RECORDS FOR PROCESSING:
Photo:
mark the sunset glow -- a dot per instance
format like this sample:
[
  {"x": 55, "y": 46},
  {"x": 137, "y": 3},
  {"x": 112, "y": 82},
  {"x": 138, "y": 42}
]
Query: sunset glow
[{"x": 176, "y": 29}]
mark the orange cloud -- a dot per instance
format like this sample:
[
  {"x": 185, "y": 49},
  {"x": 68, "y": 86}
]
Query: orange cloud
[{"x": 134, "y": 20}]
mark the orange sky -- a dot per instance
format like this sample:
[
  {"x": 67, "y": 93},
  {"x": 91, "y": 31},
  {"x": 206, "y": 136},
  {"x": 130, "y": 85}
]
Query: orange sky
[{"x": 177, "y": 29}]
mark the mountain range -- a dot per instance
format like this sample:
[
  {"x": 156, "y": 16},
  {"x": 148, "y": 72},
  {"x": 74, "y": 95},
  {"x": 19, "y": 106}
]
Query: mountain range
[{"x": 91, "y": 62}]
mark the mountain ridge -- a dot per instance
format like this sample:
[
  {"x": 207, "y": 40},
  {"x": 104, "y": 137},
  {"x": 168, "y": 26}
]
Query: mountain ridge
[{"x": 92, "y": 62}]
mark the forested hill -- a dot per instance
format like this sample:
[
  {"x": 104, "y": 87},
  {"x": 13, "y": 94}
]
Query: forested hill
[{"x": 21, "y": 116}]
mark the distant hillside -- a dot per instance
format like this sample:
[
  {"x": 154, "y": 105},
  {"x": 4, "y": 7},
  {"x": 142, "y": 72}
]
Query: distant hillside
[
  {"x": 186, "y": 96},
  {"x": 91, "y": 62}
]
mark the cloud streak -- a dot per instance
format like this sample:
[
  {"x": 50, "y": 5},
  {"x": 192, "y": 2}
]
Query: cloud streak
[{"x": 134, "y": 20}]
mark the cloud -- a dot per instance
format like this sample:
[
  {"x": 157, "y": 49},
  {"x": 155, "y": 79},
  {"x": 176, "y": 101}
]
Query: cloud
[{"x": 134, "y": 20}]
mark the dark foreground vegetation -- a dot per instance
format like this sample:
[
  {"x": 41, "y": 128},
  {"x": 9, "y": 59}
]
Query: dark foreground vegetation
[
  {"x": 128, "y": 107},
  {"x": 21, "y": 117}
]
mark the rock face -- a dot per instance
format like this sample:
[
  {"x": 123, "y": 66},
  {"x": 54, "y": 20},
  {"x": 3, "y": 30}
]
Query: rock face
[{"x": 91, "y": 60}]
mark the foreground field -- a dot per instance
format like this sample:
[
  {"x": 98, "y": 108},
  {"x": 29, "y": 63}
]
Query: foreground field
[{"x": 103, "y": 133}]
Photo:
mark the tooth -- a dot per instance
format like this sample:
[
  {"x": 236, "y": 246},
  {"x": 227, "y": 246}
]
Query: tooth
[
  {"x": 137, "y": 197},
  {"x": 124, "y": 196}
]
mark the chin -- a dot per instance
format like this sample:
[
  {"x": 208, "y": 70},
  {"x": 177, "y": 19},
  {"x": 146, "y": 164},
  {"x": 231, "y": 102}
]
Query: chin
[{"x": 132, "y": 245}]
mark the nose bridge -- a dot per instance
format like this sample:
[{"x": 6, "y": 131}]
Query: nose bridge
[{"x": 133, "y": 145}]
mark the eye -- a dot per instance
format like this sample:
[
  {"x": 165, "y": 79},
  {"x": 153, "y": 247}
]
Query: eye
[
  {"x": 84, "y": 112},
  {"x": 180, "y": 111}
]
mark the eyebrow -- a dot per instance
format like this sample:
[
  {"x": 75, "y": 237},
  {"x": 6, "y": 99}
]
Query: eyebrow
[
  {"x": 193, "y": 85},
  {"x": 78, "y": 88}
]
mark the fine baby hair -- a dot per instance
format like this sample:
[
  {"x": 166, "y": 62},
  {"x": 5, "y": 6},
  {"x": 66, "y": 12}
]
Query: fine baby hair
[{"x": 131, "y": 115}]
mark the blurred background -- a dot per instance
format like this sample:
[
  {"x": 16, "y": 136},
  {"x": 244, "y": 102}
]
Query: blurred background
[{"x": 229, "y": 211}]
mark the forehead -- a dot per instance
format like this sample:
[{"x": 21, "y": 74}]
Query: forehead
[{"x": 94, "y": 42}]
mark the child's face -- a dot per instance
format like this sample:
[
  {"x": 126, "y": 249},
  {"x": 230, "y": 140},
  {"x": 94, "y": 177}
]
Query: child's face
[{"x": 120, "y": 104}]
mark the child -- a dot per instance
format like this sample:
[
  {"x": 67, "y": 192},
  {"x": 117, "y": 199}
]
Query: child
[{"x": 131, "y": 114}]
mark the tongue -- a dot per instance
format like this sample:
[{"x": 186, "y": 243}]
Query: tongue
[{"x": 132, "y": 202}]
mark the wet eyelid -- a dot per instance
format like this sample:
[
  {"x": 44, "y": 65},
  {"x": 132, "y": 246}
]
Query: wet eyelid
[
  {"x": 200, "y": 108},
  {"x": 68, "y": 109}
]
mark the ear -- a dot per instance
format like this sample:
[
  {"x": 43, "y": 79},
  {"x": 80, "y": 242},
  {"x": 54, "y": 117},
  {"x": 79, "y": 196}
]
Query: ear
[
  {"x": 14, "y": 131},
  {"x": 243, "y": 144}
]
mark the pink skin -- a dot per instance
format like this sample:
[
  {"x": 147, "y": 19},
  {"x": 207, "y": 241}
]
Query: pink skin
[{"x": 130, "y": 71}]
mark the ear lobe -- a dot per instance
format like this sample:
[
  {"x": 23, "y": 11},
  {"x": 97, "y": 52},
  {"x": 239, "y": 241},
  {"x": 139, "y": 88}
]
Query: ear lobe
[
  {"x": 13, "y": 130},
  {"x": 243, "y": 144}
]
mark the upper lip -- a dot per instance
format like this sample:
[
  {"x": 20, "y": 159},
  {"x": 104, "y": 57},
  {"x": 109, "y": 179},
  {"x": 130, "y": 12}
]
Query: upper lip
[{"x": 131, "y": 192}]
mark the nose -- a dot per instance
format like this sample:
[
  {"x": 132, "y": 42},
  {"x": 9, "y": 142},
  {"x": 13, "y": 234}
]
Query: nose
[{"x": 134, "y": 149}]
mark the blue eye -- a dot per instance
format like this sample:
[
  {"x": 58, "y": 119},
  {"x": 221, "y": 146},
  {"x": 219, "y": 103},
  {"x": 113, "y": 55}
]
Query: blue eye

WHAT THE EXERCISE ASKS: Can you repeat all of the material above line for line, without changing anything?

ANSWER FOR THE TASK:
Photo:
mark the sunset glow -- a dot per instance
format like this sample:
[
  {"x": 55, "y": 46},
  {"x": 137, "y": 3},
  {"x": 112, "y": 82},
  {"x": 138, "y": 42}
]
Query: sunset glow
[{"x": 176, "y": 29}]
mark the orange cloud -- a dot per instance
format like this sample:
[
  {"x": 185, "y": 49},
  {"x": 68, "y": 86}
]
Query: orange cloud
[{"x": 134, "y": 20}]
mark the orange sky -- a dot per instance
format like this sample:
[
  {"x": 67, "y": 93},
  {"x": 91, "y": 31},
  {"x": 206, "y": 136},
  {"x": 130, "y": 85}
]
Query: orange sky
[{"x": 177, "y": 29}]
mark the mountain range -- a dot per instance
format like this sample:
[
  {"x": 156, "y": 16},
  {"x": 148, "y": 72},
  {"x": 74, "y": 95},
  {"x": 19, "y": 106}
]
Query: mountain range
[{"x": 91, "y": 62}]
mark the mountain ridge -- a dot per instance
format like this sample:
[
  {"x": 207, "y": 40},
  {"x": 104, "y": 137},
  {"x": 168, "y": 26}
]
Query: mountain ridge
[{"x": 92, "y": 62}]
mark the forested hill -- a dot per instance
format like this sample:
[
  {"x": 104, "y": 87},
  {"x": 13, "y": 94}
]
Query: forested hill
[{"x": 21, "y": 116}]
mark the distant hillside -- a dot per instance
format like this sample:
[
  {"x": 154, "y": 105},
  {"x": 4, "y": 7},
  {"x": 142, "y": 72}
]
Query: distant hillside
[
  {"x": 186, "y": 96},
  {"x": 91, "y": 62}
]
mark the cloud streak -- a dot per instance
format like this sample:
[
  {"x": 50, "y": 5},
  {"x": 192, "y": 2}
]
Query: cloud streak
[{"x": 134, "y": 20}]
mark the cloud -- a dot per instance
format like this sample:
[
  {"x": 157, "y": 49},
  {"x": 155, "y": 79},
  {"x": 176, "y": 101}
]
Query: cloud
[{"x": 134, "y": 20}]
mark the dark foreground vegetation -- a dot per instance
format like this sample:
[
  {"x": 41, "y": 128},
  {"x": 9, "y": 59}
]
Query: dark foreground vegetation
[
  {"x": 128, "y": 107},
  {"x": 21, "y": 117}
]
mark the rock face -- a dot per instance
format like this sample:
[
  {"x": 123, "y": 66},
  {"x": 54, "y": 20},
  {"x": 3, "y": 30}
]
Query: rock face
[{"x": 91, "y": 60}]
mark the foreground field -- a dot per instance
format like this sample:
[
  {"x": 98, "y": 108},
  {"x": 29, "y": 63}
]
Query: foreground field
[{"x": 103, "y": 133}]
Photo:
mark the tooth -- a dot per instance
format like this sample:
[
  {"x": 236, "y": 246},
  {"x": 227, "y": 246}
]
Query: tooth
[
  {"x": 137, "y": 197},
  {"x": 124, "y": 196}
]
mark the chin -- a dot per instance
format like this sample:
[
  {"x": 208, "y": 70},
  {"x": 177, "y": 19},
  {"x": 146, "y": 164},
  {"x": 231, "y": 102}
]
Query: chin
[{"x": 132, "y": 245}]
mark the nose bridge -- a dot per instance
format like this sample:
[{"x": 6, "y": 131}]
Query: nose bridge
[{"x": 133, "y": 145}]
mark the eye -- a dot per instance
format like this sample:
[
  {"x": 165, "y": 79},
  {"x": 153, "y": 247}
]
Query: eye
[
  {"x": 84, "y": 112},
  {"x": 180, "y": 111}
]
mark the eyebrow -- a dot per instance
format like this sample:
[
  {"x": 75, "y": 237},
  {"x": 6, "y": 99}
]
Query: eyebrow
[
  {"x": 193, "y": 85},
  {"x": 78, "y": 88}
]
mark the fine baby hair -- a dot per instance
format like this sample:
[
  {"x": 166, "y": 62},
  {"x": 5, "y": 6},
  {"x": 66, "y": 12}
]
Query: fine baby hair
[{"x": 131, "y": 115}]
mark the blurred background -- a dot per instance
format like this sample:
[
  {"x": 16, "y": 136},
  {"x": 244, "y": 102}
]
Query: blurred background
[{"x": 229, "y": 211}]
mark the forehead -- a dot per instance
format like this sample:
[{"x": 21, "y": 74}]
Query: forehead
[{"x": 94, "y": 42}]
mark the child's face -- a dot per instance
format like this sample:
[
  {"x": 126, "y": 249},
  {"x": 230, "y": 140},
  {"x": 94, "y": 177}
]
Query: child's face
[{"x": 120, "y": 104}]
mark the child -- a dot per instance
format like this sample:
[
  {"x": 67, "y": 192},
  {"x": 117, "y": 199}
]
Query: child
[{"x": 131, "y": 114}]
mark the tongue -- a dot per instance
format like this sample:
[{"x": 186, "y": 243}]
Query: tongue
[{"x": 132, "y": 202}]
mark the wet eyelid -- a dot per instance
format like this sample:
[
  {"x": 44, "y": 65},
  {"x": 132, "y": 246}
]
Query: wet eyelid
[
  {"x": 200, "y": 108},
  {"x": 68, "y": 109}
]
mark the ear -- a dot per instance
format like this sample:
[
  {"x": 43, "y": 79},
  {"x": 80, "y": 242},
  {"x": 54, "y": 117},
  {"x": 79, "y": 196}
]
Query: ear
[
  {"x": 14, "y": 131},
  {"x": 243, "y": 144}
]
mark the pink skin -- a dot per instance
format like this sample:
[
  {"x": 147, "y": 19},
  {"x": 207, "y": 241}
]
Query: pink skin
[{"x": 130, "y": 71}]
mark the ear lobe -- a dot per instance
format like this sample:
[
  {"x": 23, "y": 11},
  {"x": 97, "y": 52},
  {"x": 239, "y": 241},
  {"x": 139, "y": 88}
]
Query: ear lobe
[
  {"x": 13, "y": 130},
  {"x": 243, "y": 144}
]
mark the upper lip -- a dot per instance
format like this sample:
[
  {"x": 20, "y": 159},
  {"x": 104, "y": 57},
  {"x": 109, "y": 179},
  {"x": 130, "y": 12}
]
Query: upper lip
[{"x": 131, "y": 192}]
mark the nose -- a dot per instance
format like this sample:
[
  {"x": 132, "y": 42},
  {"x": 9, "y": 142},
  {"x": 13, "y": 234}
]
Query: nose
[{"x": 134, "y": 149}]
mark the blue eye -- a dot per instance
format like this sample:
[
  {"x": 58, "y": 119},
  {"x": 221, "y": 146},
  {"x": 219, "y": 103},
  {"x": 113, "y": 55}
]
Query: blue eye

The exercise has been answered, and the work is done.